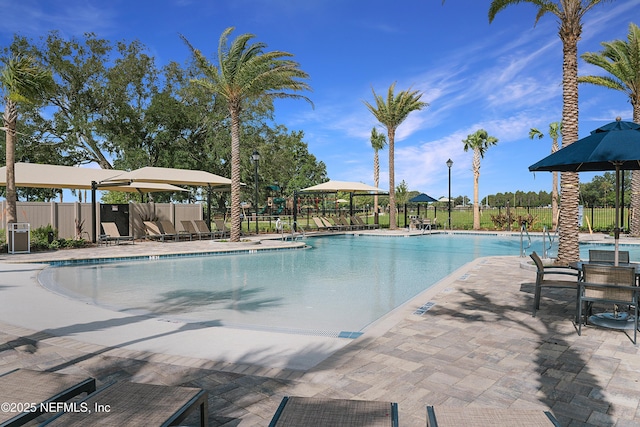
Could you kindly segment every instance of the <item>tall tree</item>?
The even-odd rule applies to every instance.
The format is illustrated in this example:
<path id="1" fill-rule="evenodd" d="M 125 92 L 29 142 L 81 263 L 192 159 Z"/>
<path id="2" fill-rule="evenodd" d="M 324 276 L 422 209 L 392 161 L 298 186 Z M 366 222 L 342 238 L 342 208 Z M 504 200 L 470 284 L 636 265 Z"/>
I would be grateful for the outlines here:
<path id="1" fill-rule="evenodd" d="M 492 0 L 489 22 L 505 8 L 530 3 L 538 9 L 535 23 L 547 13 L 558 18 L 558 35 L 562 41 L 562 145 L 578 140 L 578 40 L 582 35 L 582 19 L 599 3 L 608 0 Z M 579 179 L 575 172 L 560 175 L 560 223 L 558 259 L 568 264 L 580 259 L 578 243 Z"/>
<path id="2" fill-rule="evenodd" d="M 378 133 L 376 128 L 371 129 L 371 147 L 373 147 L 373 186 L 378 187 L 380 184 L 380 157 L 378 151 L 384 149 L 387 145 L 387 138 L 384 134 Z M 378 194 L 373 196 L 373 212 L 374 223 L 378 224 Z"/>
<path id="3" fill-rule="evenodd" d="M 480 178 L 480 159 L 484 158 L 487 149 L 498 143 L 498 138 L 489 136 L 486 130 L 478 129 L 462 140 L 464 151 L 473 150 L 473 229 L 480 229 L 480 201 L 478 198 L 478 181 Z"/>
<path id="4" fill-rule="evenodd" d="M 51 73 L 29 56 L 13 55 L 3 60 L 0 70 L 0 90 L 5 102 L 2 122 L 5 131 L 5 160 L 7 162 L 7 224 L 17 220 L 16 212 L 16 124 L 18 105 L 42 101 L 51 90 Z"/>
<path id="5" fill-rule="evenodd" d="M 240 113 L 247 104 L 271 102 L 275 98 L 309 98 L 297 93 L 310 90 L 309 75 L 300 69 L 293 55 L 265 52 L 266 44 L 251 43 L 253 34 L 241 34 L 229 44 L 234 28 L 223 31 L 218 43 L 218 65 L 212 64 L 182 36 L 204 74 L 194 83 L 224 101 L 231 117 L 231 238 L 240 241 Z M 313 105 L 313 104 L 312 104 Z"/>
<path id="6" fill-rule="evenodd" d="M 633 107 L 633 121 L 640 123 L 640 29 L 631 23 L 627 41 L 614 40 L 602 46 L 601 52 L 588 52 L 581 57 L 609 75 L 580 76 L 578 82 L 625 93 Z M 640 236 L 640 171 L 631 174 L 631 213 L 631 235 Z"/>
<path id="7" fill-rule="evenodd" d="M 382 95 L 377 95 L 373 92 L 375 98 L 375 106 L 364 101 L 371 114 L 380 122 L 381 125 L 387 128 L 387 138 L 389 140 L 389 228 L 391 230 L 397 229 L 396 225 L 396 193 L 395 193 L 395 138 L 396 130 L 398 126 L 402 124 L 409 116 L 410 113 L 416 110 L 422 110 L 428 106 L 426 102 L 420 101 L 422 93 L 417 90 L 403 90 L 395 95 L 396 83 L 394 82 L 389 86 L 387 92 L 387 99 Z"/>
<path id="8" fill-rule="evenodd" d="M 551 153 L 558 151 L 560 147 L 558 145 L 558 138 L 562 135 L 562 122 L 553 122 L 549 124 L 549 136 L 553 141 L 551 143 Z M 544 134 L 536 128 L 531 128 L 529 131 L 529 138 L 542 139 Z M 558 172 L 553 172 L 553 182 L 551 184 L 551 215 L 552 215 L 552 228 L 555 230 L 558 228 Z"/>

Exercise requirements: The word "instance" is the filter: copy every line of the listing above that contains it.

Answer space:
Could you kindly segment every instance of the <item>tall tree</item>?
The even-odd rule applies to every instance.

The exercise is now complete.